Named-object pointing records
========
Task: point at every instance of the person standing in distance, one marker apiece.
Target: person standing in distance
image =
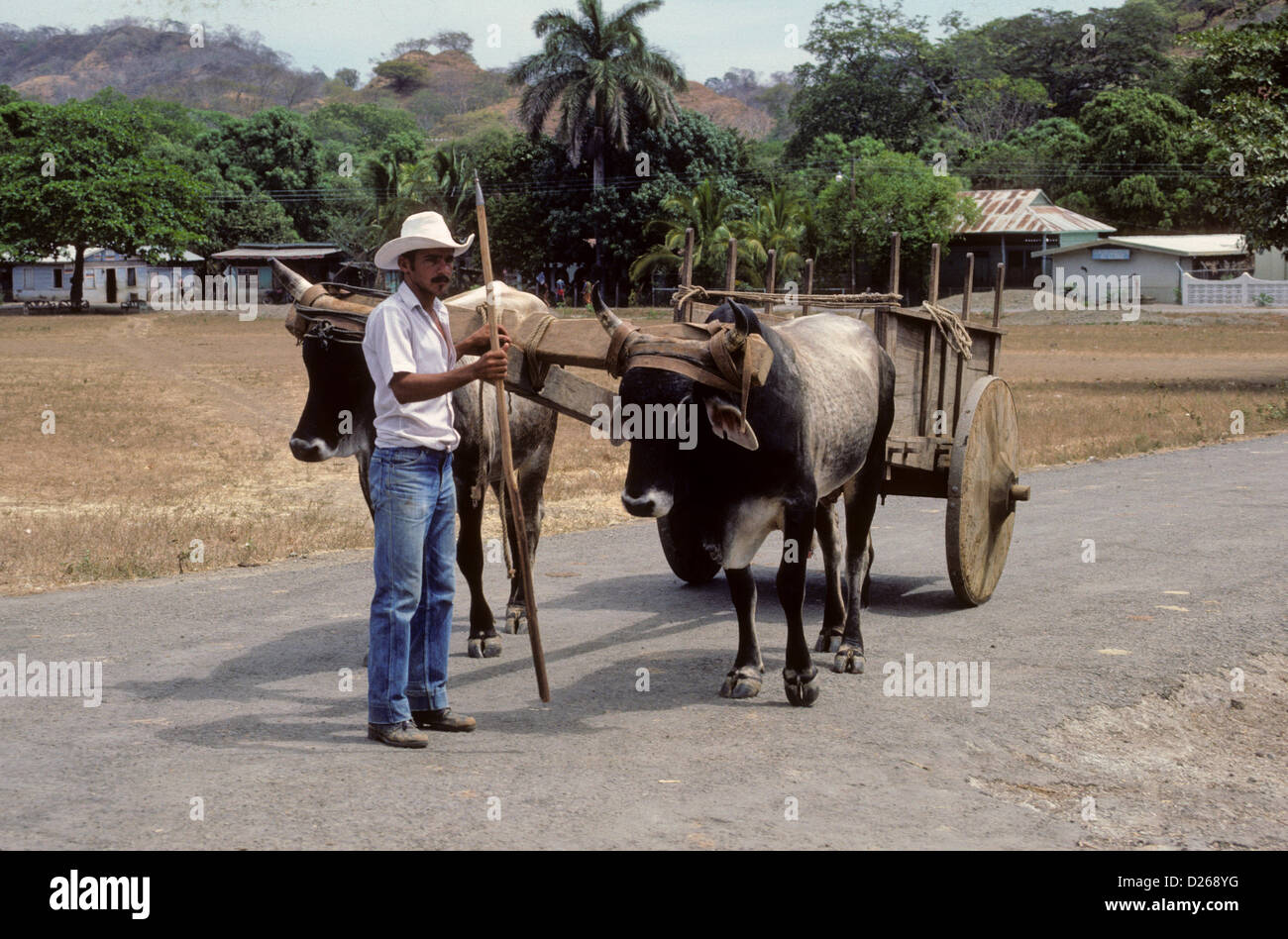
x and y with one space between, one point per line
413 365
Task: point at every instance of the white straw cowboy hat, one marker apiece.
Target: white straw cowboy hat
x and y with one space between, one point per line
420 231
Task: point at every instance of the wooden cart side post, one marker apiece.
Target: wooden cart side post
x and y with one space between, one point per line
684 312
995 351
961 361
809 285
880 318
769 281
927 351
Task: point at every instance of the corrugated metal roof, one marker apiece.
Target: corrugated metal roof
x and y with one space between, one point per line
1180 245
1022 211
281 253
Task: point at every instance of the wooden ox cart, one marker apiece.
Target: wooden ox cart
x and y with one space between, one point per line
954 429
954 433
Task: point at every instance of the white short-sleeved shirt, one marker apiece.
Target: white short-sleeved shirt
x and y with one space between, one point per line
400 338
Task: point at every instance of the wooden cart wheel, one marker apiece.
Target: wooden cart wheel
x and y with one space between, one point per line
684 552
983 488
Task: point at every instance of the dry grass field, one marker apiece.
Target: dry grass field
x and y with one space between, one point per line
172 428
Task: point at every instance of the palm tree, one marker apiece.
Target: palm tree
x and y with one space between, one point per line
707 211
601 73
778 223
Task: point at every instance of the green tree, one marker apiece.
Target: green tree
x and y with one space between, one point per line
452 39
1073 55
708 211
80 174
403 76
991 108
1245 104
778 223
893 192
870 77
601 75
1158 163
273 154
1050 155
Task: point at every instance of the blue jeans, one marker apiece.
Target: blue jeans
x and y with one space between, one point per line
413 498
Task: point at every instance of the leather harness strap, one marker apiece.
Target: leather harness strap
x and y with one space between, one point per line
623 353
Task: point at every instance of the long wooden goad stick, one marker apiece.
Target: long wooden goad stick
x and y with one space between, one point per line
511 483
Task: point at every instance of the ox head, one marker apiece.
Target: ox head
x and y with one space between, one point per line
660 464
339 412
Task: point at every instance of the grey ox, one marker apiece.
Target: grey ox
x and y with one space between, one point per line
814 432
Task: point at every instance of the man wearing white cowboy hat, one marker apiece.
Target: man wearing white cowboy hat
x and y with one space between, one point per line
413 365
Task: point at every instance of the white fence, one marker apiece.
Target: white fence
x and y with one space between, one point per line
1241 291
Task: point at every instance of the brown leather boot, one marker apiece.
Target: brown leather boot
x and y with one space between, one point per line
443 719
400 734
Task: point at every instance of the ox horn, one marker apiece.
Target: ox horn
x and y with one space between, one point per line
314 294
606 318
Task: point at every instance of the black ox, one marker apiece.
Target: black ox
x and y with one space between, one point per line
339 382
814 432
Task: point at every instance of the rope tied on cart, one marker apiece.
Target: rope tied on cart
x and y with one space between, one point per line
951 326
700 294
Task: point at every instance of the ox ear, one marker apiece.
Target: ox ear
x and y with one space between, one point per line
726 423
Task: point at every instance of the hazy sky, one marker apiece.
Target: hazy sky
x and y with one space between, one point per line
706 37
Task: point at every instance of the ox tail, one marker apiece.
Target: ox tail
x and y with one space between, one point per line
874 468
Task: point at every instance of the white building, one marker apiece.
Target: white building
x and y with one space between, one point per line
108 277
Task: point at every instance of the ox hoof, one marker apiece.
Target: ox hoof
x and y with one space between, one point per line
484 647
515 620
803 688
849 660
827 642
741 682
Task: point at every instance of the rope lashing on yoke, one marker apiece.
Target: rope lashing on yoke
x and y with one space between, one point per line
630 351
527 337
951 326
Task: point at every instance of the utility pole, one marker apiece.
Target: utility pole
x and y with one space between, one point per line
854 286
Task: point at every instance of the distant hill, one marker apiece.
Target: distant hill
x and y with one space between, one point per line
236 72
231 72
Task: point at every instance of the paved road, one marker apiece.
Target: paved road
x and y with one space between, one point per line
226 686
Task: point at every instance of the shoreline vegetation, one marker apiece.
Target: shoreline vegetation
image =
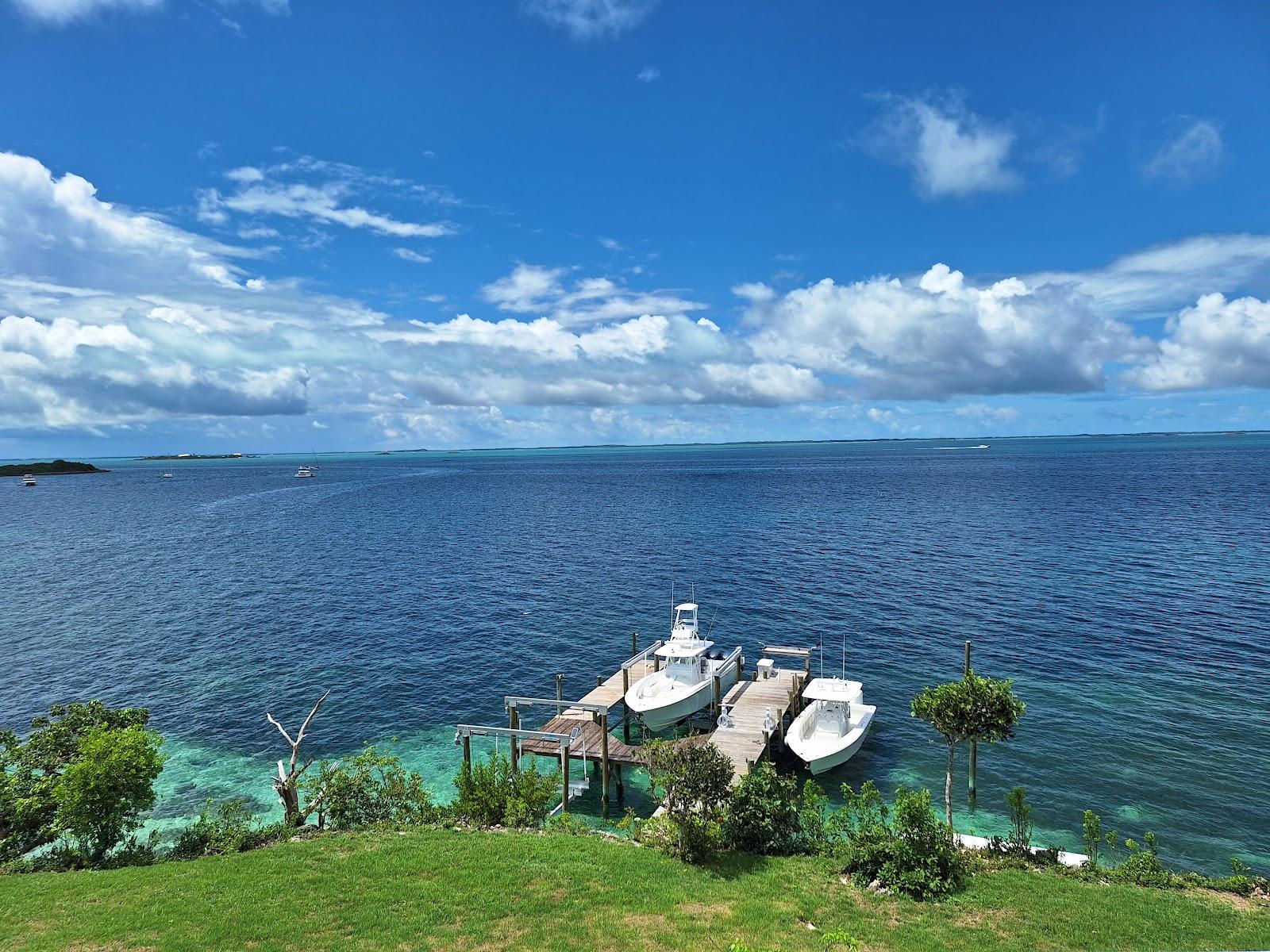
========
Rewrite the records from the line with "Task: point at every instance of the hazy" through the end of the records, requests included, raising every coordinate in the answers by 23. Leave the pictures out.

FULL RESPONSE:
Task: point at every instance of the hazy sky, one marker apiece.
Target: hazy sky
x and y with one space between, one point per line
729 60
Task: point at every instance of the ox tail, one marker apiece.
Target: ox tail
x and y with one space between, one point per line
897 491
Task: point at every instance of the white building, one marker apiece.
Target: white building
x and y with one space between, one point per line
131 300
Task: point at every instance of the ox hoof, one marker apiece.
Target: ox hoof
x and y with one space between, one point per line
507 670
538 643
826 711
872 683
850 665
764 705
Task: point at every instance of the rope lashing on yoke, one marker apiece.
Target: rope lashing on yoke
x and y with one space between, one point per line
653 374
550 360
974 349
Task: point at every instance of the utility pole, one marker apiece.
Target: utility pole
x and y with one space between, one point per line
877 309
Task: point at every instance of the distant hill, one marker apiece.
Target: distant hill
x and y with one space between, one point per line
259 95
254 95
Task: point at every instance of the paved road, one marker apiece.
Target: paved road
x and y with one space between, one point per line
249 709
Task: point at every instance of the shoreline vegetation, one marker apiece.
Target: shoreline vegetation
image =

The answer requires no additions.